- _AIM_
Please copy out all of the entries below word for word, keeping every line unchanged.

** START **

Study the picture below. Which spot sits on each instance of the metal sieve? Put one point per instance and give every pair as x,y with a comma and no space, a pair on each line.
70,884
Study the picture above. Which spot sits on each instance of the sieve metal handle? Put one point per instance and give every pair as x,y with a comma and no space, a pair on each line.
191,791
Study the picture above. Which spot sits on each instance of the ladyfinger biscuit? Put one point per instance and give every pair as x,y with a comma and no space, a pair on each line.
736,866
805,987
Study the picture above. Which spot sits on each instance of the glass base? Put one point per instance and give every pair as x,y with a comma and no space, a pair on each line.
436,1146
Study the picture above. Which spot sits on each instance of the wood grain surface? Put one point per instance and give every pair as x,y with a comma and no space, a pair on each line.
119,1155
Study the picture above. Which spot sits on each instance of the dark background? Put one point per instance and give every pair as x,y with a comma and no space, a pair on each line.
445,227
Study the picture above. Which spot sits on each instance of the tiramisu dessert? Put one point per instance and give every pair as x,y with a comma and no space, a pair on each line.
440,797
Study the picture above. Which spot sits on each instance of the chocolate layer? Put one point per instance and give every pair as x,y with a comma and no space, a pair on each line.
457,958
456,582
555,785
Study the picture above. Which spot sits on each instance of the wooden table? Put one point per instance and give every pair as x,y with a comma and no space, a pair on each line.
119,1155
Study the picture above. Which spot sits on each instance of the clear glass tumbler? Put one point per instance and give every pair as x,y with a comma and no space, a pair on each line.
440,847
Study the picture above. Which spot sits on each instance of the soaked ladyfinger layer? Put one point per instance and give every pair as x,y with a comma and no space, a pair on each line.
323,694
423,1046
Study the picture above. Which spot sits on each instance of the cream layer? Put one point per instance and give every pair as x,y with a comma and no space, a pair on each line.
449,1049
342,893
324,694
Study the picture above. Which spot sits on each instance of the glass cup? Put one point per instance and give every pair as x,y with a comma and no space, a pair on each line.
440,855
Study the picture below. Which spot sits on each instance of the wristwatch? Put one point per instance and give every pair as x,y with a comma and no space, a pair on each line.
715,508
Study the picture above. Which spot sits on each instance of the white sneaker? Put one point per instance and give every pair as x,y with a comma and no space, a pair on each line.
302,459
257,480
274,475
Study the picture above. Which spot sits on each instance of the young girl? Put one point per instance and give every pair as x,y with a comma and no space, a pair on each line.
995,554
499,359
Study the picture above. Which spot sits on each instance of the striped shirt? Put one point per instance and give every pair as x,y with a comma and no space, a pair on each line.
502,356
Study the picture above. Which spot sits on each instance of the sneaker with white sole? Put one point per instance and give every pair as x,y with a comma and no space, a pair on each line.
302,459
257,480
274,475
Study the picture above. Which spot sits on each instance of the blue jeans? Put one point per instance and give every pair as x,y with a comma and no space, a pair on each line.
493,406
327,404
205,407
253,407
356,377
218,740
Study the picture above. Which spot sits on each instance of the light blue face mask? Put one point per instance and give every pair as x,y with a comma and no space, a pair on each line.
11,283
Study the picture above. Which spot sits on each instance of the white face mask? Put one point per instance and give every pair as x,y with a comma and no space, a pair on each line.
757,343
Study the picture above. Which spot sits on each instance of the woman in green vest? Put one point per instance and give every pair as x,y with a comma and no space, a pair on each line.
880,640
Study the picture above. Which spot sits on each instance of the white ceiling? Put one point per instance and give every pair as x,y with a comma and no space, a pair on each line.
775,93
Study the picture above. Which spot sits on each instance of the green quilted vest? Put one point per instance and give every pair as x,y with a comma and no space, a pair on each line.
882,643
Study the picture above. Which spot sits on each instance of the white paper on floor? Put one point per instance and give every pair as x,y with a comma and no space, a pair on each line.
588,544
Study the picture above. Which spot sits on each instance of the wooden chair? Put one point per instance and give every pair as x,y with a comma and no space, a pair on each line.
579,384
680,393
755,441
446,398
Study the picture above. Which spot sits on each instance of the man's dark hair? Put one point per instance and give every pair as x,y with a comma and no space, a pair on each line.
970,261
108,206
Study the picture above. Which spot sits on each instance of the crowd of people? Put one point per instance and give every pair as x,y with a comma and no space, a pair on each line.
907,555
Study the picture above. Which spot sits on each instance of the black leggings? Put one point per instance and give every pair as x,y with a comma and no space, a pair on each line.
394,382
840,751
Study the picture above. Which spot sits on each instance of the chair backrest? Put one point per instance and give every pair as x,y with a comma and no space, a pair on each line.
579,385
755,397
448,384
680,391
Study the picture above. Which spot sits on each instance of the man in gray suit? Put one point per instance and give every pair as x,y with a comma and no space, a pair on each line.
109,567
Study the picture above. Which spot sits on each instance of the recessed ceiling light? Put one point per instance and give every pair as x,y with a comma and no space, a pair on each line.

** END **

- _IN RESPONSE_
Study the picture below. Which spot sits on each instance of the metal sieve? Put one point per instance and give every pair as x,y with a comma and no space, a pair on each line.
70,884
Study the picture above. Which spot sits on each instance of the sieve metal handle? Put one point per instance and give every pair as x,y with a comma and no space, a pair on each line.
191,791
Study the picture above. Which spot sits on each instance of the ladyfinger biscuit? Put one point per instance and give every pair as x,y with a comma and no space, a pair on each line.
736,866
805,987
Study the picture above. Which spot sits on each instance of the glass base? Put one point per instance and give every pair as x,y with a comma and no space, a pair on each line.
436,1146
Study the picture above. Which spot sits on each instance of the wood grain surface? Put one point per instance and give every pair as x,y with a comma and no space, a pair on each line.
119,1155
Study the picture above. Which spot sits on each instance of the dark background? Put one point per instance and give every pair as x,y with a comma and no space, a pair on each line.
445,227
Study the picture above. Which spot sits on each instance of the tiramisu dessert? Put one point per instance and give every pair as x,y with a comma and no space, a pair on each line.
440,797
Study the picture above. Which spot sits on each instance of the chocolate layer? Put one point per instance and give every pair as x,y with a comma and no space, a pair on each line.
457,958
456,582
555,785
Study the picture above. Which spot sits on each instance of the wooden table? Put one point per instance and give every pair as x,y with a comma and no space, a pair on each line.
119,1155
Study the picture above. Which spot sits on each instance of the clear glass tumbler? Put one point per instance and give every pair as x,y with a comma and no space, a pair on each line.
440,847
Study the picture above. Which spot sits on each instance of the soaked ladyfinger layer? Put one point per instance and give every pair as x,y with a comma and no space, a pair on each line.
323,694
423,1046
Study the picture above. Which spot sits on each instance of the cream layer? Put one point per instance and give every pair as x,y with a comma and no space, a pair on each line.
449,1049
342,893
324,694
Study the picture above. Which spot sits on each instance of the glass cup? Put one point per instance and give every pair as x,y with a comma and no space, a pair on each line.
440,855
Study the picture below. Which spot sits on each instance of the wristwatch? Put one point per instance and give every pair as x,y with a comma and no space, a pair on each line.
715,508
Study the picture above. Which spot sits on each instance of the white sneaker? Put one point per instance and give every pair as x,y with a comma and no space, a pair on each line.
302,459
257,480
274,475
Study the picture above. Which spot sits on each instance of the young girl? Put one point per instance and give every pair as x,y with a comma and no space, a pair on each line.
995,554
499,359
Study the picture above. Which spot sits on each instance of the striped shirt? Put one point per instance and give every pair as x,y with a comma and no space, a pair on each line.
502,356
Study the picture above. Which spot sits on each instance of the sneaker with white sole? Put one point per instance and give every pair as x,y with a comma and no space, a pair on each line.
302,459
257,480
274,475
Study the picture above. Which spot sits on each instance of the blue jeans? Put one point per instance and give every pair as x,y with a comma and no space, a pair on each line.
493,406
327,404
205,407
253,407
356,377
218,740
Study the picture above. Which spot sits on each instance of the light blue face mask? Put one point per instance and give every pair as x,y with a comma and no space, a pair on each line.
11,283
Study the picture above. Which spot sits on each instance of the white face mask? Put one point per instance and give every pair as x,y with a comma and no space, a pair on each line.
757,343
Study the picture above. Which spot sits on each instance of the woman in green vest? Put one point per instance and give every pair as x,y with a comma and no space, a pair on each line.
880,640
Study the picture above. Which spot sits on each instance of the white ceiling? Put one point per instance and give every pair as x,y with a comma and no space, a pair on each line.
775,93
Study the picture above. Which spot sits on each instance of the green quilted vest? Put one point per instance and give every pair as x,y with a comma and no space, a pair on each line.
882,643
Study the picture above. Which spot sits on each instance of the white paper on floor? Put one point per instance and give every pair as x,y with a comma and no space, a pair on each line.
588,544
Study the picture above. Which spot sits on each instance of the wooden chair? Put one point per instance and give every pair as x,y with a comma and no space, a pair on each line.
579,384
680,393
755,441
446,398
Study the picture above. Which spot sits on each instance of the man's dark hair? Put one point per instance and give every pair as x,y with a comma and no space, a pair on each line.
970,261
108,206
Study the picture above. Which spot sits on each instance of the crowd of people? Put one point per instance and give every pair as x,y with a comma and no space, a pair on each line.
907,555
Study the picture above. Which spot sits on each instance of the black leggings? Put one point per instance and give every pair as x,y with a comma and no space, a pair on each line.
394,382
840,751
Study the picture above. Which spot sits on each instance of the chair backrest? Put one point per instance and give every pair as x,y with a comma and no space, a pair on each line.
579,385
755,397
448,384
680,391
Study the picture above. Which spot sits on each instance of the man in gray suit? Put one point per instance and give every pair as x,y with a comma and no space, a pair on each line.
109,567
Study the picture above. Which spot sits on each instance of the recessed ceiling light? Put one point per instance and give every pair as x,y with a comma and no space, a pair on each line.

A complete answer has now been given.